* **Input for this task**
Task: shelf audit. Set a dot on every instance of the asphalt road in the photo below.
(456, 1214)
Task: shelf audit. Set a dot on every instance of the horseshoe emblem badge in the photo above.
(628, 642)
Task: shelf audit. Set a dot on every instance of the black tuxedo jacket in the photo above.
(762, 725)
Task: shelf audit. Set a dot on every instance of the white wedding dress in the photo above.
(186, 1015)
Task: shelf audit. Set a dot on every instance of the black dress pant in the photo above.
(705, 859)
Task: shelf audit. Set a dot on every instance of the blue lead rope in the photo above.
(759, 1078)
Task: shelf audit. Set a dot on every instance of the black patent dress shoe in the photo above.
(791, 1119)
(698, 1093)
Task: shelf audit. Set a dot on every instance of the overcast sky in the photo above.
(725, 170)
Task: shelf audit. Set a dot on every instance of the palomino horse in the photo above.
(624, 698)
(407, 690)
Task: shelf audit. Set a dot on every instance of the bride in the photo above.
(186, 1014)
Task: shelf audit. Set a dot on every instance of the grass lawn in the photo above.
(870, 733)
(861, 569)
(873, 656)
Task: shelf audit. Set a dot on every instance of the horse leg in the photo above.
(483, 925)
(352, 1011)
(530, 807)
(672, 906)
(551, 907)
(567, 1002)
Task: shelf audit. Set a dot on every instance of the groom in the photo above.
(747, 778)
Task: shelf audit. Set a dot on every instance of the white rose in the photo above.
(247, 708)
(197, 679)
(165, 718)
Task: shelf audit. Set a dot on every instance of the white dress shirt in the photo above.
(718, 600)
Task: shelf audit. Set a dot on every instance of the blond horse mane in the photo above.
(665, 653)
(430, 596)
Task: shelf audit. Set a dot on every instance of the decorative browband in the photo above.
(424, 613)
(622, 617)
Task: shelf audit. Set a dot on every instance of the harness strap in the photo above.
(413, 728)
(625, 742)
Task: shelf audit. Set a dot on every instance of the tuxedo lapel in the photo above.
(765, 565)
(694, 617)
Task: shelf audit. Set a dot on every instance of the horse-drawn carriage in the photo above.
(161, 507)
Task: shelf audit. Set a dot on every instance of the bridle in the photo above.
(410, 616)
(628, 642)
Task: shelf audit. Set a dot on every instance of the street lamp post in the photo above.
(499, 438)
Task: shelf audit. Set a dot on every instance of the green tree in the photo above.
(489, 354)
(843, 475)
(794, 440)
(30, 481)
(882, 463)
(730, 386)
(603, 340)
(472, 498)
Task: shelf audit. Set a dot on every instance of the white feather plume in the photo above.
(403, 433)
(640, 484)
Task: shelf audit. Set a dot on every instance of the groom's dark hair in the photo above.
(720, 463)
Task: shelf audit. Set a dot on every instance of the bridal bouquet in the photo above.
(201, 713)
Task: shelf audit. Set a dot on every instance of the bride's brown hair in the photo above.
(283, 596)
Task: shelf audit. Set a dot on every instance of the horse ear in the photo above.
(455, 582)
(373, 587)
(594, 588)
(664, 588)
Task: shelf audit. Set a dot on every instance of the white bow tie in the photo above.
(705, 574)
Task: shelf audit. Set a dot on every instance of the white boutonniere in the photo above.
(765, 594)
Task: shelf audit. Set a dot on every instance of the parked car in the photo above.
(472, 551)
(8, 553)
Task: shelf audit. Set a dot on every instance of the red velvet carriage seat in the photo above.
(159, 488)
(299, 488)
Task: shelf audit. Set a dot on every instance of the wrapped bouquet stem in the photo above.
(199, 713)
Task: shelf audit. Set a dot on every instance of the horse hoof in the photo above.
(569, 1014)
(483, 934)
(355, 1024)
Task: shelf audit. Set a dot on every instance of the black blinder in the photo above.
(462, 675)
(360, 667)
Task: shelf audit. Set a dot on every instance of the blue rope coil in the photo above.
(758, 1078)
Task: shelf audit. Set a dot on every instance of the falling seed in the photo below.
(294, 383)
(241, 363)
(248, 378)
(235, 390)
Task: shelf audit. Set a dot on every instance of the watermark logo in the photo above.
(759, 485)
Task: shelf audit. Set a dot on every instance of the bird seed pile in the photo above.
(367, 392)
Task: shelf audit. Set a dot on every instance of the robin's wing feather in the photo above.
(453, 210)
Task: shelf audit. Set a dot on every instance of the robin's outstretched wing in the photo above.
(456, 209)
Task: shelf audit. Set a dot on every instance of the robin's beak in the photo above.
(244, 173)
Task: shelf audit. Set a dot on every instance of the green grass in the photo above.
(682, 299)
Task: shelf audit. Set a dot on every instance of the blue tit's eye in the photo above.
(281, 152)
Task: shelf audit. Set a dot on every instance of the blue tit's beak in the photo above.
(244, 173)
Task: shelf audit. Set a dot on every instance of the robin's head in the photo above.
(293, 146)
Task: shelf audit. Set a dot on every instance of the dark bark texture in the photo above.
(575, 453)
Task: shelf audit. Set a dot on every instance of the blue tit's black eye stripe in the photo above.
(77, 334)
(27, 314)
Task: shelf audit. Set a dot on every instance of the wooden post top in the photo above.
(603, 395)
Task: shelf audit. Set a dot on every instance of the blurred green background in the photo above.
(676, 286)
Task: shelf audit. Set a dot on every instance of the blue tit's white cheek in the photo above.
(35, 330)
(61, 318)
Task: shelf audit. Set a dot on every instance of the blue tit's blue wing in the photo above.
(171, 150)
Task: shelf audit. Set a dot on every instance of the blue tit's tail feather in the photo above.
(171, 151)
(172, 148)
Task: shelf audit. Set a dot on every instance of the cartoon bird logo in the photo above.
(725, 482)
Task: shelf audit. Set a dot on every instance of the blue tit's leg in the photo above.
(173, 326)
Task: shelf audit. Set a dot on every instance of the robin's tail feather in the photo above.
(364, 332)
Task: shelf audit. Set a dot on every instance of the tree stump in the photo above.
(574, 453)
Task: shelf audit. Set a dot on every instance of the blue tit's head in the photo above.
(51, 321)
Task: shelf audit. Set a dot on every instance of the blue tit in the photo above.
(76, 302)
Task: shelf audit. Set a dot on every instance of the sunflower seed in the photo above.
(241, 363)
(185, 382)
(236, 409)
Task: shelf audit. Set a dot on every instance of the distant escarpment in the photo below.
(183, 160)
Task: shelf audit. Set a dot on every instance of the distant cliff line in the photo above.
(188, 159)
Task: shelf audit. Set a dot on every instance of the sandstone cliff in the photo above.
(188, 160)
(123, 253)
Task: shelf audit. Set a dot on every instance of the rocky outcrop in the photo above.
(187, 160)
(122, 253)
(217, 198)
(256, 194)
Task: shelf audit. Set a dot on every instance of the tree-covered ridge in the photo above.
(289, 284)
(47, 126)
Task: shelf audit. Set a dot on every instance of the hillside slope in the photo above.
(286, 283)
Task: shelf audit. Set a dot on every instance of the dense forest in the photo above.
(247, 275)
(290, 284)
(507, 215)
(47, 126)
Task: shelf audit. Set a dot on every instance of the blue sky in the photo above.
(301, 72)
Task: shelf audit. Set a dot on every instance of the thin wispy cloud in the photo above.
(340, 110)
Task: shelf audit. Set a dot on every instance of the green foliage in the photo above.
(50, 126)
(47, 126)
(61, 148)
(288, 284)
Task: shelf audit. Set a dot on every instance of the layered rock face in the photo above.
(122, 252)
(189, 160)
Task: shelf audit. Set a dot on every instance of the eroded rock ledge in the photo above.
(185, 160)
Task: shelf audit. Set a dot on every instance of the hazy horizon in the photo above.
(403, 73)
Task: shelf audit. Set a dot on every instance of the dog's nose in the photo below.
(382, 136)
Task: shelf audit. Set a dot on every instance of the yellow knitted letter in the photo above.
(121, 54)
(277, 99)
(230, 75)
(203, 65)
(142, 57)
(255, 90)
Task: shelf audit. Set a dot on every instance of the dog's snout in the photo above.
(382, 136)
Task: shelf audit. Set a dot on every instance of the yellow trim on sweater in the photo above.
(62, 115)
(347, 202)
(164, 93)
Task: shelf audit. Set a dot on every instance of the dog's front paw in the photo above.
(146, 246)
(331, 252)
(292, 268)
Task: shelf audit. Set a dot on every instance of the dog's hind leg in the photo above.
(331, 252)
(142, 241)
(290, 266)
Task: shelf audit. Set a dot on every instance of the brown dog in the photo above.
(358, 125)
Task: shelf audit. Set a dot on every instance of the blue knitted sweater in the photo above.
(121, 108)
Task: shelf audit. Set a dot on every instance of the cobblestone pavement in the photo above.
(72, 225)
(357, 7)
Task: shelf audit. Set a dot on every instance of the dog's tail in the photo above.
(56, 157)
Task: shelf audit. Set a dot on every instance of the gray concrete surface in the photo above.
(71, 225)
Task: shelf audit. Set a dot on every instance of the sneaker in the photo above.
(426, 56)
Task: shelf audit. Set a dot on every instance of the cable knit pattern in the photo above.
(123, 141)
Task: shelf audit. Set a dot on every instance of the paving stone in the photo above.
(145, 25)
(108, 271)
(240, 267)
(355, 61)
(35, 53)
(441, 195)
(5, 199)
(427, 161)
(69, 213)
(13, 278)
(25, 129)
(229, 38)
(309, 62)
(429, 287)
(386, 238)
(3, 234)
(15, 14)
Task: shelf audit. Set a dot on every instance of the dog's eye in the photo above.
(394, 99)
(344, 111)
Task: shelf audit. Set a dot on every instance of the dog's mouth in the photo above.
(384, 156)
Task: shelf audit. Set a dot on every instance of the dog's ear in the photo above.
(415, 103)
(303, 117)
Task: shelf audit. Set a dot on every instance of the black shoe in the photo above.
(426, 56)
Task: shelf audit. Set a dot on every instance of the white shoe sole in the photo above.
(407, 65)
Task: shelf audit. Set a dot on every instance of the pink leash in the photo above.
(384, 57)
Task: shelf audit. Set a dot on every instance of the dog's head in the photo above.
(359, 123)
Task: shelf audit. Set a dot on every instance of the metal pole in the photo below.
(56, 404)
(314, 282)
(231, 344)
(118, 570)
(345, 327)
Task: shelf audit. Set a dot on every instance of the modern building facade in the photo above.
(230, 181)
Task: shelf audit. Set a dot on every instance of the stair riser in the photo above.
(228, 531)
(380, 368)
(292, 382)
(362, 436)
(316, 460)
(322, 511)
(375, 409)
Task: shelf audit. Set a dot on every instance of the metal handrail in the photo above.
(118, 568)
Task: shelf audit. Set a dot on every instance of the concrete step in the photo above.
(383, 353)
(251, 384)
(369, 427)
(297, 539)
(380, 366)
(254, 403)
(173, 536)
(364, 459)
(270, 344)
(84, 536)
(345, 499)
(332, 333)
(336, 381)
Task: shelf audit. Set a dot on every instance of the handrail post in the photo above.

* **Task statement**
Starting with the line that contains "sole in the photo above.", repeat each line through the last one exactly as it appears. Include both ends and nothing more.

* **Full response**
Task: shelf audit. Set a dot on every instance of the white shoe sole in the photo above.
(407, 65)
Task: shelf audit. Set a dot on every instance of the pink leash in the photo above.
(384, 57)
Task: shelf audit. Set a dot on every instance of the dog's head in the photo above.
(359, 123)
Task: shelf audit. Set a dot on every instance of the metal pole in the photo below.
(56, 404)
(314, 282)
(231, 344)
(118, 570)
(345, 327)
Task: shelf audit. Set a dot on every instance of the modern building facade in the photo above.
(230, 181)
Task: shelf audit. Set a dot on every instance of the stair riser in the photo above.
(228, 531)
(380, 368)
(292, 382)
(362, 436)
(316, 460)
(322, 511)
(375, 409)
Task: shelf audit. Set a dot on every instance of the metal handrail in the photo above.
(118, 568)
Task: shelf audit. Set a dot on every instance of the concrete step in the photo above.
(383, 353)
(251, 384)
(369, 427)
(297, 539)
(380, 366)
(254, 403)
(173, 536)
(364, 459)
(270, 344)
(84, 536)
(345, 499)
(332, 333)
(336, 381)
Task: shelf audit. Set a dot on every instance of the handrail post in the photo above.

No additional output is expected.